> [SUPPLIED ENTRIES]:
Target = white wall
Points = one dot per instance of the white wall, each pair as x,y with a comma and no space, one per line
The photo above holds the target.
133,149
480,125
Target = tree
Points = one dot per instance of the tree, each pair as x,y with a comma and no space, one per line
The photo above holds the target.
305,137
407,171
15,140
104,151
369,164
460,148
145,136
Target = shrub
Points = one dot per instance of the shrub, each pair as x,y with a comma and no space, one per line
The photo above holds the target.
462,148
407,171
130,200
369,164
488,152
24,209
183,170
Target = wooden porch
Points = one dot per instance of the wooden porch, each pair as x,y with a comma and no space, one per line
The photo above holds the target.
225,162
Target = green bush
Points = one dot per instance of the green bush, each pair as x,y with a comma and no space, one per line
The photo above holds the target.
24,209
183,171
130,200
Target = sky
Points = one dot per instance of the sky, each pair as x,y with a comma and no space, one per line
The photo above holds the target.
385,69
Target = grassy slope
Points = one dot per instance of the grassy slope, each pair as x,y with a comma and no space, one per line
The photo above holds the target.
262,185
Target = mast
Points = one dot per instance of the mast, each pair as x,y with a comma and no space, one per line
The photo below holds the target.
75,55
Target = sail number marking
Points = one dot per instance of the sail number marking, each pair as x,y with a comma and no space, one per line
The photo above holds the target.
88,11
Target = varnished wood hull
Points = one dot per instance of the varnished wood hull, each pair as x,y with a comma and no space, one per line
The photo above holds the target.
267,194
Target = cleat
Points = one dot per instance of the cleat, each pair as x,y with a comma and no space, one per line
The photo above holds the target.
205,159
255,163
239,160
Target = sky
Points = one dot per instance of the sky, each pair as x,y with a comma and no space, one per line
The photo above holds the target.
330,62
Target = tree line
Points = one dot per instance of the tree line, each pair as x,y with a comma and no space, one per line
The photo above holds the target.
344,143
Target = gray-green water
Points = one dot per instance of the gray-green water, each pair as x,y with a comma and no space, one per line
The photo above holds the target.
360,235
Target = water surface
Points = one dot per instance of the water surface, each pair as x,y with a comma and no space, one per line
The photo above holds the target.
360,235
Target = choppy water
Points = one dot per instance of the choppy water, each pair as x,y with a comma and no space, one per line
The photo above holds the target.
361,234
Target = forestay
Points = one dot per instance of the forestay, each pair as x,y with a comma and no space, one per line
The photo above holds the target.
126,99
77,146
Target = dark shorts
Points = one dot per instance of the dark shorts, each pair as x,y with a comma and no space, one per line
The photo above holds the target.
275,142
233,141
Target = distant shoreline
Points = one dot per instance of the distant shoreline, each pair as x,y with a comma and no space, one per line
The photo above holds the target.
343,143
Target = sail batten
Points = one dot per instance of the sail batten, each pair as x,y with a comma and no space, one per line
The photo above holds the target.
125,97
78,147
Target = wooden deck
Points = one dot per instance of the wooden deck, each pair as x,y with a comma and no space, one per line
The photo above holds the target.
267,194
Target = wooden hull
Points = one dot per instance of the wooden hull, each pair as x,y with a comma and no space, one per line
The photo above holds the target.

> [EXERCISE]: Reproduce all the records precisely.

> [SOLUTION BELOW]:
Target = white wall
Points = one dot per instance of the white wall, each pair as x,y with a comma and no space, one per line
The photo above holds the target.
133,149
480,125
Target = tree
Points = one dot per instance of the tree, each pair as x,y with a comma and no space, one per line
The photo above holds the target.
305,137
407,171
15,140
104,151
369,164
460,148
145,136
Target = shrub
Points = one dot per instance of the shrub, each pair as x,y with a comma and no space, one per line
The photo above holds the target.
462,148
407,171
130,200
369,164
488,152
24,209
183,170
Target = wooden porch
Points = one dot per instance of the wooden porch, each pair as x,y with a comma and no space, one per line
The photo above holds the target.
225,162
Target = green bush
Points = one dot per instance of the green bush, each pair as x,y with a comma and no space, one per line
The photo above holds the target.
24,209
183,171
130,200
Target = sky
Points = one dot per instance of the sky, each pair as x,y with a comma and no space, one per line
The photo above holds the target.
385,69
Target = grassy slope
Points = one dot per instance of the grassy slope, each pair as x,y with a comma and no space, one per line
The photo above holds the target.
262,185
Target = mast
Points = one dot per instance of the mast, each pair as x,y with a comma and no space, one per line
The photo below holds the target.
75,55
Target = sail number marking
Points = one dot per instance of the sail number marking, each pair as x,y with a comma and no space, one per line
The photo above holds the target.
88,11
Target = varnished wood hull
Points = one dot per instance of the varnished wood hull, each pair as x,y with a comma and no space, one per line
The photo above holds the target.
267,194
Target = cleat
Points = one dot per instance of the cleat, each pair as x,y with a comma and no space, one per line
The photo above holds the target.
205,159
255,163
239,160
Target = sky
Points = one dot per instance of the sky, each pair as x,y with a comma and no space, one per line
The photo above holds the target.
330,62
Target = tree line
Points = one dot per instance of the tree line, each pair as x,y with a comma and no space, one per line
The photo above holds the target.
344,143
Target = gray-green water
Points = one dot per instance of the gray-green water, each pair as x,y with a comma and no space, one per line
The photo above holds the target.
360,235
Target = water surface
Points = one dot per instance of the water surface, each pair as x,y with a comma and no space, one per line
The photo above holds the target.
360,235
Target = choppy water
Points = one dot per instance of the choppy water, each pair as x,y with a comma and no space, one per line
The photo above holds the target.
361,234
Target = forestay
Points = one dot per instance of the forestay, each pair as x,y with a comma and no space, one per line
The photo above holds the target.
126,99
77,146
Target = dark shorts
Points = one dot per instance of the dark shorts, each pair as x,y with a comma and no space, one per line
The photo above holds the target.
275,142
233,141
Target = distant shoreline
Points = one dot per instance of the distant shoreline, each pair as x,y with a comma and no space, one per line
The photo above holds the target.
343,143
Target = sail batten
Points = one dot per instance of the sail batten, each pair as x,y with a comma and no space, one per line
The photo above holds the target.
125,97
78,147
Target = wooden deck
Points = one dot per instance of the wooden deck, each pair as x,y with a comma and no space, one per line
The photo above holds the target.
267,194
Target = wooden hull
Points = one dot per instance of the wooden hull, each pair as x,y with a comma and no space, one per line
The photo above holds the target.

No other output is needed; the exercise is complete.